__Work to complete__:
Omitting the images, transcribe the records below exactly as they stand.
--- Records Enclosed Below ---
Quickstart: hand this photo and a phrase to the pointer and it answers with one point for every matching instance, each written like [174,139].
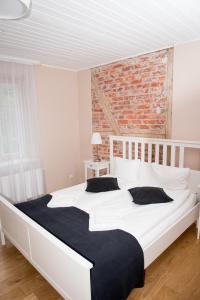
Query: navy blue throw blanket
[117,256]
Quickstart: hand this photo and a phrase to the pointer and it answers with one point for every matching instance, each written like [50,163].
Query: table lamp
[96,140]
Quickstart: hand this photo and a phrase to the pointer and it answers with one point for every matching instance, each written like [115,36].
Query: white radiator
[19,187]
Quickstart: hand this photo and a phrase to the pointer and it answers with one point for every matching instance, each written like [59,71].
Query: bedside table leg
[3,242]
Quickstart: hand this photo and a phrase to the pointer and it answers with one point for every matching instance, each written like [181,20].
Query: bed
[26,234]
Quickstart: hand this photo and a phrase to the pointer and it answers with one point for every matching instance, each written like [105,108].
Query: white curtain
--- End of Enclosed Records ---
__Answer space__:
Quickstart: hand this photo and a phrase to the pointer and it answers with one point for every matching instance, each written like [174,139].
Query: navy blue throw blanket
[117,256]
Quickstart: hand this photo and a phrase to the pointer and it answers with one point for every matching instance, each written like [50,163].
Query: table lamp
[96,140]
Quickstart: hand this photo and a phrase to the pointer and it answers with one point for every matching instance, each written like [115,36].
Query: white radiator
[19,187]
Quickstart: hand this photo and a phrase to the pointer and it answers with one point for every matching instance, each written like [59,71].
Query: bedside table leg
[3,242]
Quickstart: hand this photo and a phrase to the pointer and it answers with one point for every matching instance, each written like [181,20].
Query: bed
[26,234]
Quickstart: hand this photo and a phrase to the pointer and it answers with one point for every matching instance, each written like [105,108].
Query: white curtain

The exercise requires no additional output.